Looking at the records below, say how many lines contain "chrome". Nothing else belongs in the answer.

[Start of section]

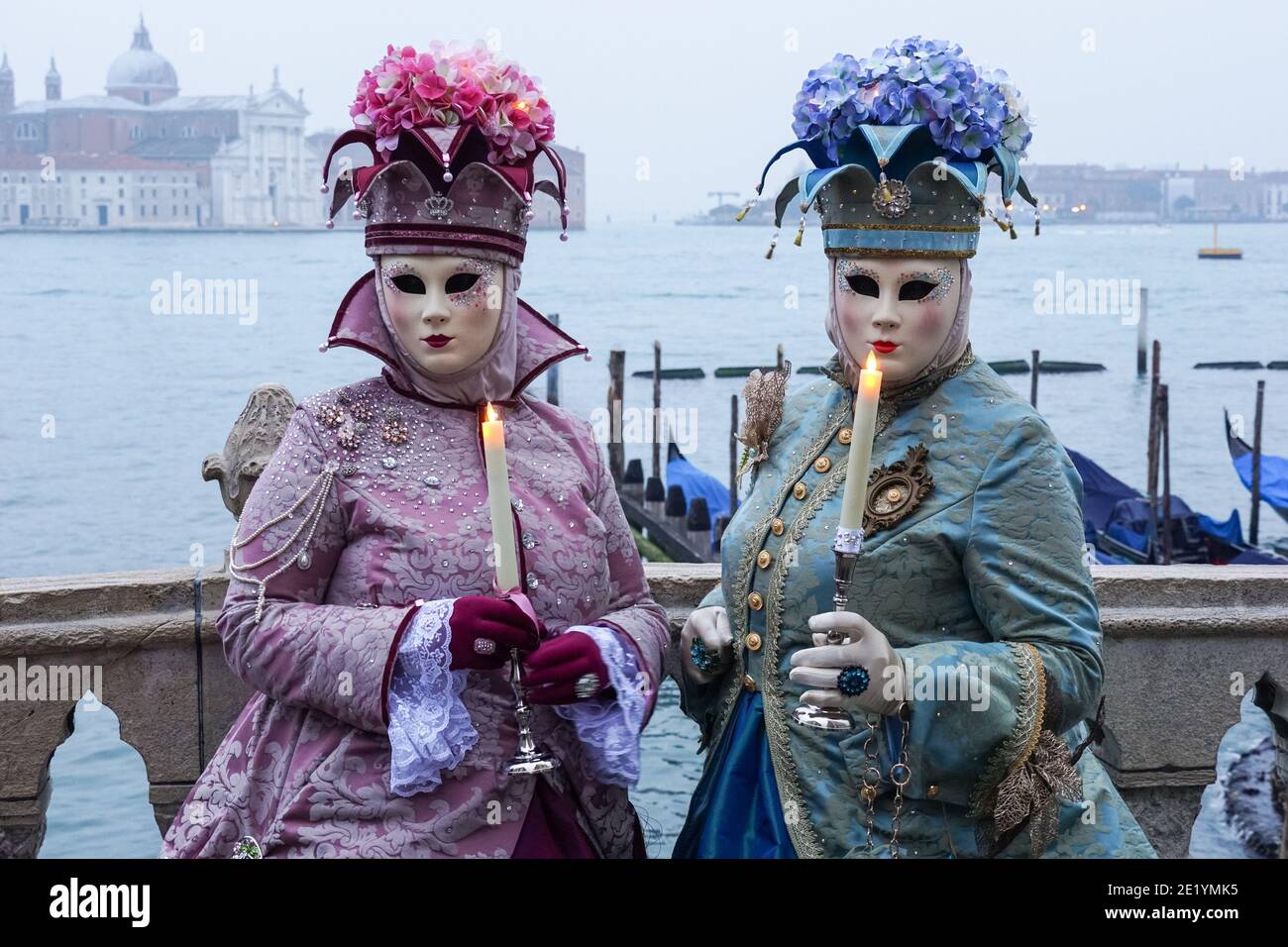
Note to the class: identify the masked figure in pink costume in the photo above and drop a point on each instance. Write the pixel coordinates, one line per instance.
(362, 604)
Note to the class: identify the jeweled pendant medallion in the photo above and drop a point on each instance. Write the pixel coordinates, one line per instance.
(892, 197)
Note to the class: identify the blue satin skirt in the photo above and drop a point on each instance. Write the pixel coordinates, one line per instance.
(734, 812)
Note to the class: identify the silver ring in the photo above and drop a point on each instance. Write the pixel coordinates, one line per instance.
(588, 685)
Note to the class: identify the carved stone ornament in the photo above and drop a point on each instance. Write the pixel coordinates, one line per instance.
(250, 446)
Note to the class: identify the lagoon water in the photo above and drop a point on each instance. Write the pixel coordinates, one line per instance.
(108, 406)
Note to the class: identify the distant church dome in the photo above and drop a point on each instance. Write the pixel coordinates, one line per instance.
(141, 73)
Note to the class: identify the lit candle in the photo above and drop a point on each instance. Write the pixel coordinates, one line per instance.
(498, 501)
(863, 431)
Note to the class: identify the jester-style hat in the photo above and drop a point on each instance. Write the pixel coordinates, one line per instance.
(454, 137)
(903, 144)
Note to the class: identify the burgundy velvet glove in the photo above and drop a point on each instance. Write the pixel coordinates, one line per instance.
(553, 671)
(481, 622)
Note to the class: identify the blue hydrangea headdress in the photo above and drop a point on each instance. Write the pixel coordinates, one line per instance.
(903, 144)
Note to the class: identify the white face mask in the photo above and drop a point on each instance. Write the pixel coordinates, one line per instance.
(445, 309)
(901, 307)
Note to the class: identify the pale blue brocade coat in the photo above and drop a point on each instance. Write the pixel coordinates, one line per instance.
(987, 573)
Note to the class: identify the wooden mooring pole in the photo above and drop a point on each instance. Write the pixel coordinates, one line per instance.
(1151, 451)
(1254, 519)
(1142, 333)
(1167, 474)
(616, 390)
(657, 408)
(553, 375)
(1033, 382)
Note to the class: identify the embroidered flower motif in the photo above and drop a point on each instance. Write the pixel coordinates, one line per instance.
(348, 438)
(331, 415)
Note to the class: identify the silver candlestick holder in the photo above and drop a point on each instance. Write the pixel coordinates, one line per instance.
(531, 758)
(846, 547)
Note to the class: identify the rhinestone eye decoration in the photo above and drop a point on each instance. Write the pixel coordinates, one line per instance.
(480, 291)
(848, 268)
(941, 278)
(393, 270)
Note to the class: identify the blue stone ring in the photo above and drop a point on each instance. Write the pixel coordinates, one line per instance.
(702, 659)
(853, 681)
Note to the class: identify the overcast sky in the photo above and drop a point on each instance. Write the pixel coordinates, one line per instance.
(694, 97)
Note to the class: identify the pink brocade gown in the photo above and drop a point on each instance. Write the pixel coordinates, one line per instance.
(386, 492)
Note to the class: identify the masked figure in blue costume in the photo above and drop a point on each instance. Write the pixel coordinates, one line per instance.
(967, 652)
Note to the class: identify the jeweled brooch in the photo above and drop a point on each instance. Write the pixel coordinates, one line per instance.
(897, 489)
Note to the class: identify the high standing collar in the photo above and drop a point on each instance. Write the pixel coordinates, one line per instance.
(359, 325)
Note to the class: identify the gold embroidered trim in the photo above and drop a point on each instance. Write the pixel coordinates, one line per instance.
(870, 252)
(1022, 737)
(803, 831)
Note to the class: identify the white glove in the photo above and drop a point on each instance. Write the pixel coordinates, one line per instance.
(820, 667)
(709, 626)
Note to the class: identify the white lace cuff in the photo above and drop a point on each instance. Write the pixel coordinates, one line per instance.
(609, 727)
(429, 727)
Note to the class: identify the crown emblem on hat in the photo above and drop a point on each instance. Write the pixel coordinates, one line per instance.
(438, 206)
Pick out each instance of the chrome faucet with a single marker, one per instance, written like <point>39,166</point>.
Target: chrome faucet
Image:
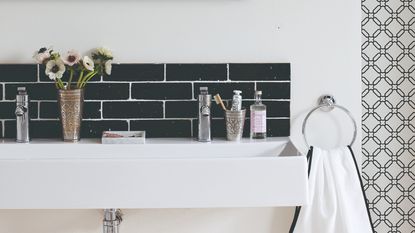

[End of section]

*Reply to the task*
2